▸ RAW DATA

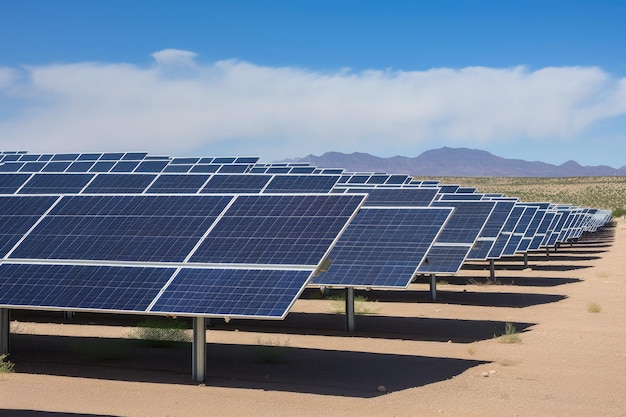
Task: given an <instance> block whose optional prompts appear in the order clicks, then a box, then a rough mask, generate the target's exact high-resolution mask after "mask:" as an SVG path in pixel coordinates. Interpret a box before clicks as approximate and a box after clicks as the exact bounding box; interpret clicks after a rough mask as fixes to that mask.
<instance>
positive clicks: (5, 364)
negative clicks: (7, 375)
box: [0, 354, 15, 374]
mask: <svg viewBox="0 0 626 417" xmlns="http://www.w3.org/2000/svg"><path fill="white" fill-rule="evenodd" d="M14 367H15V364H14V363H13V362H11V361H9V360H7V355H4V354H3V355H0V374H8V373H10V372H13V368H14Z"/></svg>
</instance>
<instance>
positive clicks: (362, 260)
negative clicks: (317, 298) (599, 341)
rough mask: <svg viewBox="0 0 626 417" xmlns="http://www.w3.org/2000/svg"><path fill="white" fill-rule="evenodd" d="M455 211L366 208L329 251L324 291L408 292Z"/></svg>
mask: <svg viewBox="0 0 626 417" xmlns="http://www.w3.org/2000/svg"><path fill="white" fill-rule="evenodd" d="M451 211H452V209H449V208H441V209H433V208H413V209H410V208H379V209H366V208H362V209H361V210H360V211H359V213H357V215H356V216H355V218H354V220H352V221H351V222H350V224H349V225H348V227H347V228H346V231H345V232H344V233H343V234H342V235H341V238H340V239H339V241H338V242H337V244H336V245H335V247H334V249H333V250H332V251H331V253H330V255H329V256H328V259H330V260H331V261H332V264H331V265H330V268H329V269H328V271H327V272H322V273H320V274H319V275H318V276H316V277H313V278H312V279H311V283H312V284H316V285H324V286H352V287H354V286H359V287H378V288H382V287H396V288H405V287H406V286H407V285H408V284H409V282H411V278H412V277H413V274H414V273H415V270H416V269H417V267H418V266H419V264H420V262H422V259H423V258H424V256H425V255H426V252H427V251H428V248H429V247H430V246H431V245H432V243H433V240H434V239H435V237H436V236H437V233H439V230H440V229H441V227H442V225H443V224H444V223H445V222H446V220H447V219H448V217H449V215H450V213H451Z"/></svg>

▸ WORK ORDER
Copy out every line of the records above word for word, but leave out the pictures.

▸ PROBLEM SOLUTION
Task: given an <instance> block whose optional prompts appear in the order clicks, then a box, then a rough mask, generate the target's exact high-resolution mask after "mask:" as an SVG path in pixel coordinates. Interpret a box before clicks as approximate and a box after clicks as the exact bounding box; interpret clicks after a rough mask as fixes to that mask.
<instance>
positive clicks: (5, 364)
negative clicks: (7, 375)
box: [0, 354, 15, 374]
mask: <svg viewBox="0 0 626 417" xmlns="http://www.w3.org/2000/svg"><path fill="white" fill-rule="evenodd" d="M14 367H15V364H14V363H13V362H11V361H9V360H7V355H4V354H3V355H0V374H8V373H10V372H13V368H14Z"/></svg>
</instance>
<instance>
positive clicks: (362, 260)
negative clicks: (317, 298) (599, 341)
rough mask: <svg viewBox="0 0 626 417" xmlns="http://www.w3.org/2000/svg"><path fill="white" fill-rule="evenodd" d="M455 211L366 208L329 251L324 291L408 292Z"/></svg>
mask: <svg viewBox="0 0 626 417" xmlns="http://www.w3.org/2000/svg"><path fill="white" fill-rule="evenodd" d="M451 211H452V209H449V208H441V209H433V208H413V209H410V208H379V209H366V208H362V209H361V210H360V211H359V213H357V215H356V216H355V218H354V220H352V221H351V222H350V224H349V225H348V227H347V228H346V231H345V232H344V233H343V234H342V235H341V238H340V239H339V241H338V242H337V244H336V245H335V247H334V249H333V250H332V251H331V253H330V255H329V256H328V259H330V260H331V261H332V264H331V265H330V268H329V269H328V271H327V272H322V273H320V274H319V275H318V276H316V277H313V278H312V279H311V283H312V284H316V285H324V286H352V287H354V286H359V287H378V288H382V287H396V288H405V287H406V286H407V285H408V284H409V282H411V278H412V277H413V274H414V273H415V270H416V269H417V267H418V266H419V264H420V262H422V259H423V258H424V256H425V255H426V252H427V251H428V248H429V247H430V246H431V245H432V243H433V240H434V239H435V237H436V236H437V233H439V230H440V229H441V227H442V225H443V224H444V223H445V222H446V220H447V219H448V217H449V215H450V213H451Z"/></svg>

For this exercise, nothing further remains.